Description of the task: Rewrite the records below, changing each "Target" to "Object" and keeping everything else the same.

Supplied entries:
# # # # #

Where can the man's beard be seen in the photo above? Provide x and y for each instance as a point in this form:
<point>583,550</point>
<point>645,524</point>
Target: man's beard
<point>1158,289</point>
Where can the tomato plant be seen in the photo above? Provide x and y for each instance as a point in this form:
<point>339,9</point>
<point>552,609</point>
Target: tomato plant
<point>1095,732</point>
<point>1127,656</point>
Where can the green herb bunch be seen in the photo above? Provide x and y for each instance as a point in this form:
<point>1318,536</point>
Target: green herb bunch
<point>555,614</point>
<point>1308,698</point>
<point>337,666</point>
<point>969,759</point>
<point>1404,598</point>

# # # # #

Result of this exercise:
Where can the man's beard be seen in the photo above? Provide x and y for each instance as a point in this form:
<point>583,550</point>
<point>645,524</point>
Object: man's beard
<point>1158,289</point>
Where can the tomato plant be seen in the photo above? Provide x and y for each instance as a point in this form:
<point>339,9</point>
<point>552,609</point>
Object: tomato plant
<point>1095,732</point>
<point>1127,656</point>
Where can the green herb bunch be seen in the photo above? Provide x and y for each instance as a point in this form:
<point>1318,536</point>
Object: green herb bunch
<point>555,614</point>
<point>1308,698</point>
<point>337,666</point>
<point>969,759</point>
<point>1404,598</point>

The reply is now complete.